### Instruction:
Locate every line in the rows that contains the word "with", and copy each of those lines.

Detection annotation records
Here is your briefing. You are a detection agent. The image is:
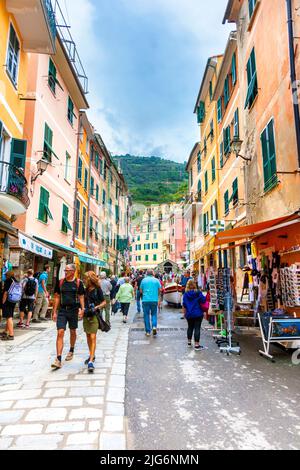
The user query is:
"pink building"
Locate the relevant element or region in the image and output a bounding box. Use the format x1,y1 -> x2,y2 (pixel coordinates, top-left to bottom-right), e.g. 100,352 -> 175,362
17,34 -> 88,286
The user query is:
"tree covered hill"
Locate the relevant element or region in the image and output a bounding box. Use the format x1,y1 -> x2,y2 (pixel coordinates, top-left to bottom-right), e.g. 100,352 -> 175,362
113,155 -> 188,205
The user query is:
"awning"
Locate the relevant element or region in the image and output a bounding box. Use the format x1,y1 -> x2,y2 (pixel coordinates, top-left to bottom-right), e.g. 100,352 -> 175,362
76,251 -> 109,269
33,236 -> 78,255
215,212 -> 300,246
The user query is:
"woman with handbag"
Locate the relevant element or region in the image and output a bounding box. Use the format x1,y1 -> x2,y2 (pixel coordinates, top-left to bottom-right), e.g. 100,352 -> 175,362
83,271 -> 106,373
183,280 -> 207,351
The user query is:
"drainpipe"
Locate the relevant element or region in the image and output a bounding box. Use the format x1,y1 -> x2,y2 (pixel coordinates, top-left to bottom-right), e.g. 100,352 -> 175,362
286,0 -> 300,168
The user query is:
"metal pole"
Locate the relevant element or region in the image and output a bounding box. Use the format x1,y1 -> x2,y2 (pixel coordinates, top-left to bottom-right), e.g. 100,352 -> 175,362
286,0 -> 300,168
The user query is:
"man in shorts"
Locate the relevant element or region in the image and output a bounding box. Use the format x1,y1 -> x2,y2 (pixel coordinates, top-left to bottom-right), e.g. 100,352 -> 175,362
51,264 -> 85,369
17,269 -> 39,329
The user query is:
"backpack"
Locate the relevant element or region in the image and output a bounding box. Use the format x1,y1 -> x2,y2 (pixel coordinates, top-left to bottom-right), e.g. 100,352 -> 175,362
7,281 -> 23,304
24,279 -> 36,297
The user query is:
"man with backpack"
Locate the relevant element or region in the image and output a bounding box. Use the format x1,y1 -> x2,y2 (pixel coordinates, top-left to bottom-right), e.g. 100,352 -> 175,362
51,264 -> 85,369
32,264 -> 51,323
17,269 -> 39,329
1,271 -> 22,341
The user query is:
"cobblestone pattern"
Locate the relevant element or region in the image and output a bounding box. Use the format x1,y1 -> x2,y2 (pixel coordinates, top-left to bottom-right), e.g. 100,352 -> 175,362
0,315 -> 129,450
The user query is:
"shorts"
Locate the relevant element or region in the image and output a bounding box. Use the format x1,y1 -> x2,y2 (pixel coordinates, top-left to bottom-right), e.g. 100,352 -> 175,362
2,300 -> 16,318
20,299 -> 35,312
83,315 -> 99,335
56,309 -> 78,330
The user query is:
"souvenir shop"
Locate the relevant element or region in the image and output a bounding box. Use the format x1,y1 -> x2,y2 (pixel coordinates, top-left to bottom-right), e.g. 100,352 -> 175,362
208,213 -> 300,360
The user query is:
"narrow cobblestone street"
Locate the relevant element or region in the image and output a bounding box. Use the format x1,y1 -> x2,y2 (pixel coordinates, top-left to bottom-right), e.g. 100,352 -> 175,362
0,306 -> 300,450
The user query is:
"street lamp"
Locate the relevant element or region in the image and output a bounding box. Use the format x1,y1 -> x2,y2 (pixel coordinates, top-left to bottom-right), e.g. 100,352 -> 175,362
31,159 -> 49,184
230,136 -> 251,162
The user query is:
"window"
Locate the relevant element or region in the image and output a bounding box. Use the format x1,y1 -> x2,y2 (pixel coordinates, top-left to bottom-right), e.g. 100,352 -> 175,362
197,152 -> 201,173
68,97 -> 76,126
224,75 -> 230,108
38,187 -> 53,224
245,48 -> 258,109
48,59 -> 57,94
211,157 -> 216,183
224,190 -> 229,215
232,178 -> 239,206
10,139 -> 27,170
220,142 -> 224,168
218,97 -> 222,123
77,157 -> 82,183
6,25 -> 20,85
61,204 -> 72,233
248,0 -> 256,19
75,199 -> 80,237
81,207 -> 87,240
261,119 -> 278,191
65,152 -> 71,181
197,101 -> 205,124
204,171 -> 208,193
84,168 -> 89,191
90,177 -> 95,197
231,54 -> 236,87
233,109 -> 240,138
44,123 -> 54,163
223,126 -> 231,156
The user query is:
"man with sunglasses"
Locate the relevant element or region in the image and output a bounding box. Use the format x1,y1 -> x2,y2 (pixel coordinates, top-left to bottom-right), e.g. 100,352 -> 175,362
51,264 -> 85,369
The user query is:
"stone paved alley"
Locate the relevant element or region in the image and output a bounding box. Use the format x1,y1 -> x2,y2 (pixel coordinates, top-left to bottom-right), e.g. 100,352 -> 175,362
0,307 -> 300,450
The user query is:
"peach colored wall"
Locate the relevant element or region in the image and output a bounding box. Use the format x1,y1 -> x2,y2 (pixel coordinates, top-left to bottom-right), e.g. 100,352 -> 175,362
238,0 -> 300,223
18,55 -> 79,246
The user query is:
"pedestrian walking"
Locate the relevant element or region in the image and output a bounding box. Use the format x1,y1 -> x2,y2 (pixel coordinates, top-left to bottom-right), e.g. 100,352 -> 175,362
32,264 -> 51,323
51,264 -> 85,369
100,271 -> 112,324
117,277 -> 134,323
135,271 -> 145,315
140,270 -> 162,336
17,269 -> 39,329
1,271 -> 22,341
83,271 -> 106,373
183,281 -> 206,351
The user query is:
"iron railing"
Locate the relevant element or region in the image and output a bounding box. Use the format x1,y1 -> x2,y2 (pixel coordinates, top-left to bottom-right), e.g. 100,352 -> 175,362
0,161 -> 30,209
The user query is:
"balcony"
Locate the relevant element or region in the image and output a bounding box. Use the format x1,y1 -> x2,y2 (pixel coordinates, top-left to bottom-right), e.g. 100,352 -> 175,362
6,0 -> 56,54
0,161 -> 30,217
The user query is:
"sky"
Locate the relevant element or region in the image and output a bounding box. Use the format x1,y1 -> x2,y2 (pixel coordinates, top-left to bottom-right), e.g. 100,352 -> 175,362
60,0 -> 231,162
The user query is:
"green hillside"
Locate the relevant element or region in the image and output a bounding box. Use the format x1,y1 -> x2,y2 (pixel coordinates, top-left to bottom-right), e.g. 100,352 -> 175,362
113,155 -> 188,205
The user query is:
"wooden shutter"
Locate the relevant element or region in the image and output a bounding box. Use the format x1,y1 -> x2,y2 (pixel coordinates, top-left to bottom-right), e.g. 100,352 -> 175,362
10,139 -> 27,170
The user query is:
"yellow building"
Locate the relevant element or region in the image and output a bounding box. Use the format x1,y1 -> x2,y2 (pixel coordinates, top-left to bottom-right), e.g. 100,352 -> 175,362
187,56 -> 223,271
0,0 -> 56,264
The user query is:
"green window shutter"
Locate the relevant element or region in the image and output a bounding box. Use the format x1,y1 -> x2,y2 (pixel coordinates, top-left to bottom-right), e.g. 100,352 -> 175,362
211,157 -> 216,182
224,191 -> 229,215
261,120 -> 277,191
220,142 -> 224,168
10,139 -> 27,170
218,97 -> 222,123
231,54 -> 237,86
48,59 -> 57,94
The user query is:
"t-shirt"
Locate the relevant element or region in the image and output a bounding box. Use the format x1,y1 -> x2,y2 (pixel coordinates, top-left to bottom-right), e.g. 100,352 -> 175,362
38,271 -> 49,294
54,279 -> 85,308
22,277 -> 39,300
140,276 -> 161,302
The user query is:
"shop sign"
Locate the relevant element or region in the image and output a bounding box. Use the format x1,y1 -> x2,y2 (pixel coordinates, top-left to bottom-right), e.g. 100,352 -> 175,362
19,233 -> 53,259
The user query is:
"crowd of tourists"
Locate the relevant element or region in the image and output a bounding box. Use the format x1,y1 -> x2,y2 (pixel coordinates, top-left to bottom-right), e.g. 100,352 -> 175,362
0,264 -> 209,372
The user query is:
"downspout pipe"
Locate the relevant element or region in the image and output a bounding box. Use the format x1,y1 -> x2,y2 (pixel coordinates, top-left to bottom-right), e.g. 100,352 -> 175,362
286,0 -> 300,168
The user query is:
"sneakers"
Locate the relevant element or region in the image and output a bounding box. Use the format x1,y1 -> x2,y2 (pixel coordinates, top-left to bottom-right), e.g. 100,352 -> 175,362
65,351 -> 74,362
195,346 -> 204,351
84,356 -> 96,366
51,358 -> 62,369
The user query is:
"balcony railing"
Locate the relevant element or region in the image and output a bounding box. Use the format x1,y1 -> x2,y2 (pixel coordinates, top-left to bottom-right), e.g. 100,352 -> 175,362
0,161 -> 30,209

### Written response:
"woman with handbag"
"man with backpack"
"man with sunglasses"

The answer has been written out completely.